____ Records provided

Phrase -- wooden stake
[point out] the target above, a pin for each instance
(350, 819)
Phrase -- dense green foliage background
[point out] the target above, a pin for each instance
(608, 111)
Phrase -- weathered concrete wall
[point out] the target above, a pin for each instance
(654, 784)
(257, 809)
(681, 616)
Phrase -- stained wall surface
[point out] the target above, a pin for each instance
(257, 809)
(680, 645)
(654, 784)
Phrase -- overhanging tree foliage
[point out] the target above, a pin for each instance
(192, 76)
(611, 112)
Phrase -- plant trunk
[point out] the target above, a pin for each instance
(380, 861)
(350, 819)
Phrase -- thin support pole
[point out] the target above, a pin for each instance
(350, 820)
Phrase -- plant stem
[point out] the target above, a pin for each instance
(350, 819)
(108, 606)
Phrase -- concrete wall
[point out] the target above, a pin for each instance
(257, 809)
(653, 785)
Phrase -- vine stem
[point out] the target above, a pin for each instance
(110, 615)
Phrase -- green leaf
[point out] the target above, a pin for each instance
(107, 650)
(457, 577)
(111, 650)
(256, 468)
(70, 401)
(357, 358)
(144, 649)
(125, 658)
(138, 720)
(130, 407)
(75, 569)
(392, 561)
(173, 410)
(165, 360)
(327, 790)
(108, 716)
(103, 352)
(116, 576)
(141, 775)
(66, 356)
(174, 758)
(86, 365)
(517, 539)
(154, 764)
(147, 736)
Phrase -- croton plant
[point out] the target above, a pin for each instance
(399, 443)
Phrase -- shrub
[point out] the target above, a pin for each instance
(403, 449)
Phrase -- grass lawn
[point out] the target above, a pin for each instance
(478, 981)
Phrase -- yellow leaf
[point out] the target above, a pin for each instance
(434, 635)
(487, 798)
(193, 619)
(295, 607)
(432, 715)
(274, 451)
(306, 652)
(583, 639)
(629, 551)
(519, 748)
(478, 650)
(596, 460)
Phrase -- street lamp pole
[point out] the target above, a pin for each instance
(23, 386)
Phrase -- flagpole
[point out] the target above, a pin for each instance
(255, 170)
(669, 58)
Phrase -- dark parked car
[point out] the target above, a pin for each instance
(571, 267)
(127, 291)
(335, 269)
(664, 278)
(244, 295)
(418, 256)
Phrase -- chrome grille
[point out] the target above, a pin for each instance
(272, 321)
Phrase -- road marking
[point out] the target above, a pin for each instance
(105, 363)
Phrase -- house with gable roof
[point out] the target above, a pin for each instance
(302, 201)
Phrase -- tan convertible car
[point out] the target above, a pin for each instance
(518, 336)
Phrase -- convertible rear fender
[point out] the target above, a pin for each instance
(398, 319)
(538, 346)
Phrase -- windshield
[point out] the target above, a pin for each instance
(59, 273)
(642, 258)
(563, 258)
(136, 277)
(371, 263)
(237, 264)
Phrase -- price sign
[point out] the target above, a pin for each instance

________

Do this:
Take the entries above and transcribe them in full.

Exercise answer:
Phrase -- wooden stake
[point out] the target above, a pin for each instance
(350, 819)
Phrase -- dense green foliage background
[point out] the target above, a pin for each instance
(608, 111)
Phrase -- weathered concrete wall
[point out] the target above, a pin for each instance
(654, 784)
(257, 809)
(681, 616)
Phrase -- stained wall surface
[point out] the target above, a pin for each instance
(257, 809)
(680, 645)
(654, 784)
Phrase -- overhanging tree foliage
[point out] the target above, a pin for each instance
(192, 76)
(611, 112)
Phrase -- plant trunk
[point out] the target above, a pin for each instance
(380, 861)
(350, 819)
Phrase -- thin support pole
[point out] the target above, a pin for each instance
(350, 820)
Phrase -- plant stem
[point out] the target above, a pin for each instance
(350, 819)
(108, 606)
Phrase -- concrete wall
[point out] the target above, a pin for each instance
(257, 809)
(653, 785)
Phrase -- vine stem
[point out] the target above, a pin for each instance
(110, 615)
Phrase -- green leaf
[point out] the target above, a pin for each instance
(107, 650)
(457, 577)
(111, 650)
(256, 468)
(70, 401)
(357, 358)
(144, 649)
(125, 658)
(138, 720)
(130, 407)
(75, 569)
(392, 561)
(173, 410)
(165, 360)
(327, 790)
(108, 716)
(103, 352)
(116, 576)
(141, 775)
(66, 356)
(174, 758)
(86, 365)
(517, 539)
(154, 764)
(147, 736)
Phrase -- croton plant
[point out] the target above, a pin for each instance
(399, 443)
Phrase -- shrub
[point out] the target above, a pin for each instance
(403, 449)
Phrase -- grass lawn
[point out] the target above, a pin for each instance
(478, 981)
Phrase -- yellow leaf
[point out] the target above, a pin for each instance
(434, 635)
(487, 798)
(193, 619)
(295, 607)
(432, 715)
(274, 451)
(306, 652)
(583, 639)
(629, 551)
(519, 748)
(478, 650)
(596, 460)
Phrase -- street lamp pole
[point out] the target above, a pin for each instance
(23, 386)
Phrase -- flagpole
[point out] the target above, a pin for each instance
(255, 170)
(669, 58)
Phrase -- dark parked car
[point out] the target above, a pin for each instance
(571, 267)
(127, 291)
(335, 269)
(664, 278)
(244, 295)
(418, 256)
Phrase -- chrome grille
[point out] the target above, a pin for each instance
(272, 321)
Phrase -- road marking
[point out] the target above, a pin for each instance
(105, 363)
Phrase -- house with gable roof
[point out] the target above, a pin for each instance
(302, 201)
Phrase -- tan convertible car
[point out] the target above, a pin for each instance
(518, 336)
Phrase -- convertible rear fender
[point out] the target above, a pin for each instance
(398, 319)
(538, 346)
Phrase -- windshield
[point out] the target above, a pin for each instance
(59, 273)
(642, 258)
(563, 258)
(136, 277)
(371, 263)
(237, 264)
Phrase -- price sign
[point out] the target above, a pin for each instance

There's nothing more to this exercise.